> _Try it_: What is wanted is the line holding "Give bounding boxes for black lamp post." and every later line through the end of the entries, set down exactly.

[Saved entries]
═══
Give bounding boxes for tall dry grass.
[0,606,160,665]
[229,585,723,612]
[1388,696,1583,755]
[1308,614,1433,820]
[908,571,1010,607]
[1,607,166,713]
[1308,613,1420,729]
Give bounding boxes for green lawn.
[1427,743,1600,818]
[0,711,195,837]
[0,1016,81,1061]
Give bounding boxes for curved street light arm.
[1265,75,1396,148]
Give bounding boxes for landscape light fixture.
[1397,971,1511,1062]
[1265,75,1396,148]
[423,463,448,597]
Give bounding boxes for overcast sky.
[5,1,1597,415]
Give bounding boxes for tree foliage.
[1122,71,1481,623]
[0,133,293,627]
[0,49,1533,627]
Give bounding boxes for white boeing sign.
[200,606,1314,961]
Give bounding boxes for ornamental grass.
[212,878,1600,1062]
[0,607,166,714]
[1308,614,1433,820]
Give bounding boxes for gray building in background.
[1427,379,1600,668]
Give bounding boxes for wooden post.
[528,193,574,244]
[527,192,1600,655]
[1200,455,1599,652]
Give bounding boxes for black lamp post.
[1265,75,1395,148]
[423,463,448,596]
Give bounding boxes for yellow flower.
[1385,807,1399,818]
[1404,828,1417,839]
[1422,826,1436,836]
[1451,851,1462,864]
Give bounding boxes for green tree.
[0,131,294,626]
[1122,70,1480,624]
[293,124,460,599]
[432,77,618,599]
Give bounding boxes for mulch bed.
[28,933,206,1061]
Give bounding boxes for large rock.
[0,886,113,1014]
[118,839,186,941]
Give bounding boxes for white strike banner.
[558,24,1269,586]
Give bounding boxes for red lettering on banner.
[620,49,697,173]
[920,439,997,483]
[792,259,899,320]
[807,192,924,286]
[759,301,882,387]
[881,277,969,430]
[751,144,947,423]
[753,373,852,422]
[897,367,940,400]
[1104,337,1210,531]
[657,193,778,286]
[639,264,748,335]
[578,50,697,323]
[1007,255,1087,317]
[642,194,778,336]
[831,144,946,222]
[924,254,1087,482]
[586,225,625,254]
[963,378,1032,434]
═══
> _Solution_:
Give bounding boxes for black lamp post.
[1265,75,1395,148]
[423,463,448,596]
Give bounding boxes for yellow flower.
[1385,807,1399,818]
[1404,828,1417,839]
[1422,826,1436,836]
[1451,851,1462,864]
Give bounding boxes for green tree.
[0,131,294,626]
[1122,70,1480,624]
[293,124,460,599]
[432,77,618,599]
Give bounding boxes for mulch bed.
[28,933,206,1061]
Give bounding boxes for large rock.
[0,886,113,1014]
[118,839,186,941]
Give bounding boxes for white strike banner.
[558,24,1269,586]
Give bounding boxes for red lettering on banner.
[620,49,697,173]
[920,439,997,483]
[792,259,899,320]
[807,192,924,286]
[759,301,882,387]
[881,277,969,430]
[751,144,947,423]
[753,373,852,422]
[897,367,940,400]
[1104,337,1210,531]
[657,193,778,286]
[639,264,748,335]
[578,50,697,323]
[1007,255,1087,317]
[642,194,778,336]
[831,144,946,222]
[924,254,1087,482]
[586,225,625,254]
[963,378,1032,434]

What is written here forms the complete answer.